→ The exercise
In the text on L1 loss below, what is the optimal constant predictor when L1 loss is minimized over a set of observations?

→ Page text
>>>
Minimizing the L1 loss over a set of observations produces the sample median as the optimal constant predictor. More generally, in a regression setting, L1 loss yields the conditional median of the response variable given the predictors [4].

L1 loss is a special case of the quantile loss (also called pinball loss), which is defined as:

$$
L_\tau(y, \hat{y}) = \begin{cases} \tau \lvert y - \hat{y} \rvert & \text{if } y \ge \hat{y} \\ (1 - \tau) \lvert y - \hat{y} \rvert & \text{if } y < \hat{y} \end{cases}
$$

When $$\tau = 0.5$$, the quantile loss reduces to half the MAE (a constant scaling factor that does not affect the optimal parameters). This generalization, formalized by Koenker and Bassett, allows practitioners to model any conditional quantile of the response distribution, not just the median [4].

### Why is L1 loss non-differentiable at zero?

The absolute value function has a sharp corner at zero, making L1 loss non-differentiable when a prediction exactly matches its target. While this property rarely causes issues in practice (continuous predictions almost never exactly match targets), it can lead to slower or oscillating convergence near the optimum compared to the smooth quadratic curvature of L2 loss.

This non-differentiability also has a beneficial side effect in regularization contexts. When L1 is used as a penalty on model weights (L1 regularization), the sharp corner at zero encourages weights to become exactly zero, producing sparse models. This is the mechanism behind the LASSO (Least Absolute Shrinkage and Selection Operator) method [3].
<<<
→ Extracted entries
>>>
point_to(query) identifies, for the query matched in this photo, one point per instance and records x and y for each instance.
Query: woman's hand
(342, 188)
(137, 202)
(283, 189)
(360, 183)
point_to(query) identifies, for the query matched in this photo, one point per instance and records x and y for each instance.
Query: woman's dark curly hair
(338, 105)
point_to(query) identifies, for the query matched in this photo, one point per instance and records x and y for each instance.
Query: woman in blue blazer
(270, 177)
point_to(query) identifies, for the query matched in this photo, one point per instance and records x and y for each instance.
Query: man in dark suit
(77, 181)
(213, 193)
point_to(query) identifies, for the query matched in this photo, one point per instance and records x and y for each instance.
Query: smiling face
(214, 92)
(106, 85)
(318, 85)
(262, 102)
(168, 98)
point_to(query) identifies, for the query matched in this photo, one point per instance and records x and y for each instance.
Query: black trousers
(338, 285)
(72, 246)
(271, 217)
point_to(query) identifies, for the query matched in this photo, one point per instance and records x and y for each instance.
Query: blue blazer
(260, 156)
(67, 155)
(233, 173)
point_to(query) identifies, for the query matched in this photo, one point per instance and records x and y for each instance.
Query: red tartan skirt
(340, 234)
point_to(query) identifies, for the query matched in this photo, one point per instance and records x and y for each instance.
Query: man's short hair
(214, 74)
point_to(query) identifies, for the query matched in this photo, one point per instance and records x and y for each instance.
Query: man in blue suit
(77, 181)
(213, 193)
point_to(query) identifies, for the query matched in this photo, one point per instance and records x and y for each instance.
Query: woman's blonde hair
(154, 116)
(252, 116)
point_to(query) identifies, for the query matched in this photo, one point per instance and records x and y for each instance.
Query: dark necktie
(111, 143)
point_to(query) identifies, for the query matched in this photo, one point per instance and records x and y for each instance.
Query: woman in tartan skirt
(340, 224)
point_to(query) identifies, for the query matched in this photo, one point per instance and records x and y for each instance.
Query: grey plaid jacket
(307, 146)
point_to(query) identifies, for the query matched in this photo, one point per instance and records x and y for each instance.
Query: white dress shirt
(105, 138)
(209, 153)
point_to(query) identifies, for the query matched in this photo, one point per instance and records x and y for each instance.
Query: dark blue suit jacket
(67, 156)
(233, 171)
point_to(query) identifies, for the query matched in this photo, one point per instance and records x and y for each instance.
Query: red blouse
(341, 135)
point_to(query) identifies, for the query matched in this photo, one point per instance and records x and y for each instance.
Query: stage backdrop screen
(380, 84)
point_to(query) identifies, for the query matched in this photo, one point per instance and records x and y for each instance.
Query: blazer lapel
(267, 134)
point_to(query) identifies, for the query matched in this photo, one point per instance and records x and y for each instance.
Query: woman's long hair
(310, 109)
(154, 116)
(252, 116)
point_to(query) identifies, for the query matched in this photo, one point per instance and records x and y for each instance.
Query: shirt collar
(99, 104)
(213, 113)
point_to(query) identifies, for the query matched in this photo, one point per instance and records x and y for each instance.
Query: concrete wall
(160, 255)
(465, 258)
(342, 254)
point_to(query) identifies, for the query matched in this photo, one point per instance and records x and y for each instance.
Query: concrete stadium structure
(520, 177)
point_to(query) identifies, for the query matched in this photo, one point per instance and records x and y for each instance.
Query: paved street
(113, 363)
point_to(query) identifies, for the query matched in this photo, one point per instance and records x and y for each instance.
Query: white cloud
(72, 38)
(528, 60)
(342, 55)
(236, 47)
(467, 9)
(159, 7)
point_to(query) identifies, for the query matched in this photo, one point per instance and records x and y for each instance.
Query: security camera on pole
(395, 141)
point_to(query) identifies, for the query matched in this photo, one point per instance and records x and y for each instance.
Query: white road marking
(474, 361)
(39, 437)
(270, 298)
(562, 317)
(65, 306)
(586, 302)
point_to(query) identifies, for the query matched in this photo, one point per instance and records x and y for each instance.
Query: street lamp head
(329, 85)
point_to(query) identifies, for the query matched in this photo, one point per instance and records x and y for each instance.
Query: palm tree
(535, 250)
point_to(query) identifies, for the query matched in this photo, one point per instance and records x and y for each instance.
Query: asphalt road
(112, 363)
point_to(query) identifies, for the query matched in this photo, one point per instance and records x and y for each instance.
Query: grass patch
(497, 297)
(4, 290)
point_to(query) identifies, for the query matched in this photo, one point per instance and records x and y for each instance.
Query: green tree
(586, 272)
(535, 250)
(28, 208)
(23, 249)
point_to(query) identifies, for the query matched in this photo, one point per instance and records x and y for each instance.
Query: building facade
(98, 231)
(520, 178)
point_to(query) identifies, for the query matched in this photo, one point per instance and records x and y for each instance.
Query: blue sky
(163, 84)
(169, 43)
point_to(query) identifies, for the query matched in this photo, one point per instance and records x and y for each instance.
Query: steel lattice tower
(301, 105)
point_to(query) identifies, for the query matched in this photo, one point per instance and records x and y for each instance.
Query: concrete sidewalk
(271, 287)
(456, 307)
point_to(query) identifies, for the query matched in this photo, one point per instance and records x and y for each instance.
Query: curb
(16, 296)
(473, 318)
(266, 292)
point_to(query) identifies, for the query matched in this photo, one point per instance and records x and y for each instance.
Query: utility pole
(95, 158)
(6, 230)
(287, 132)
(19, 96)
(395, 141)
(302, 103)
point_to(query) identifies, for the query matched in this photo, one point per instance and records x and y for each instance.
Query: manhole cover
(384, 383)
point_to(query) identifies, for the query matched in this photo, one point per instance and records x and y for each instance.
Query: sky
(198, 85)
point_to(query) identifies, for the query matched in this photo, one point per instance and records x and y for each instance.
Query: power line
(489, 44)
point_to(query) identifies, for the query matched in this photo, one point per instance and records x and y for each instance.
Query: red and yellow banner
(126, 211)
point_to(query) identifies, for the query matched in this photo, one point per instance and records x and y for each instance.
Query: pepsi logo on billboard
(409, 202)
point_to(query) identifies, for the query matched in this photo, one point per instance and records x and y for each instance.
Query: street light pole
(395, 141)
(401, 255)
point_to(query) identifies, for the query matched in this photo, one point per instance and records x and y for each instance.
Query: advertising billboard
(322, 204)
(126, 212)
<<<
→ Task output
The sample median.